| ENTRIES SUPPLIED |

================

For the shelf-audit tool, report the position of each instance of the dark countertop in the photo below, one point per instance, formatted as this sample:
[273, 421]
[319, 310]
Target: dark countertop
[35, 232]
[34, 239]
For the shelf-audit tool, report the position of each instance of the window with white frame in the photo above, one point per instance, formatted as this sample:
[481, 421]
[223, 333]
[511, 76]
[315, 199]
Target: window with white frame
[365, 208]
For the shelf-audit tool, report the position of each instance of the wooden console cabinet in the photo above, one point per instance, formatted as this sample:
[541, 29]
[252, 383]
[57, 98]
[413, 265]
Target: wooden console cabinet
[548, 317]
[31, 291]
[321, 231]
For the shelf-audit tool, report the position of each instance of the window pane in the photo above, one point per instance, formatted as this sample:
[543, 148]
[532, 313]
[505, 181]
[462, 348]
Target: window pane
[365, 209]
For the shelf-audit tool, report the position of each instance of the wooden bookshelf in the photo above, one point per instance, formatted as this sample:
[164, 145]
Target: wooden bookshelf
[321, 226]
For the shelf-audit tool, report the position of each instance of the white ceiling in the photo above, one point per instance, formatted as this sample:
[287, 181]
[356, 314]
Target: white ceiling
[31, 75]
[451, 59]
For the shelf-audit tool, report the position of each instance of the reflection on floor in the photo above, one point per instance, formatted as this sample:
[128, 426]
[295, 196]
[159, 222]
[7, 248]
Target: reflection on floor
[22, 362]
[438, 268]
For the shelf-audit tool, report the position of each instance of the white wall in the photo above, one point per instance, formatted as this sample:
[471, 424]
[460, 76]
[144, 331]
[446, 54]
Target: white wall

================

| AIM |
Copy all of the rows above verbatim, keeping every line and its order unchanged.

| WRITTEN RESPONSE |
For the shelf-audit tool, report the position of each instance of the dark countertop in the photo below, one point per instance, formatted as this sample:
[273, 421]
[319, 310]
Target: dark countertop
[35, 232]
[34, 239]
For the shelf-audit tool, report the position of each instance of the window with white frame in the photo above, one point per instance, formatted as this sample:
[481, 421]
[223, 333]
[511, 76]
[315, 199]
Target: window with white frame
[365, 208]
For the shelf-audit tool, report the position of each instance of the wooden console cabinet in the photo above, one point per instance, formatted as this sample:
[541, 29]
[252, 383]
[57, 98]
[413, 265]
Target: wooden console cabinet
[548, 317]
[31, 291]
[321, 231]
For the shelf-audit tool, report the position of each instance of the window pane in the photo above, one point per instance, formatted as this sample:
[543, 148]
[532, 313]
[505, 181]
[462, 348]
Target: window pane
[365, 209]
For the shelf-audit tool, report the position of each instance of the wooden bookshelf in the photo above, one point per instance, formatted as this sample:
[164, 145]
Target: wooden bookshelf
[321, 226]
For the shelf-audit tool, report the position of each instance of the white ceiling in the photo above, one point per instance, formatted as this sample:
[287, 181]
[356, 314]
Target: white ceiling
[31, 75]
[451, 59]
For the shelf-audit tool, report the position of each instance of the reflection on floor in the photo above, one point per instance, formatted as this sample:
[128, 426]
[295, 196]
[159, 222]
[7, 248]
Target: reflection on floor
[22, 362]
[438, 268]
For the shelf-audit tool, report the position of each instance of the white wall in the photo above, one point per instance, formatted as this sample:
[471, 424]
[460, 76]
[144, 331]
[446, 54]
Target: white wall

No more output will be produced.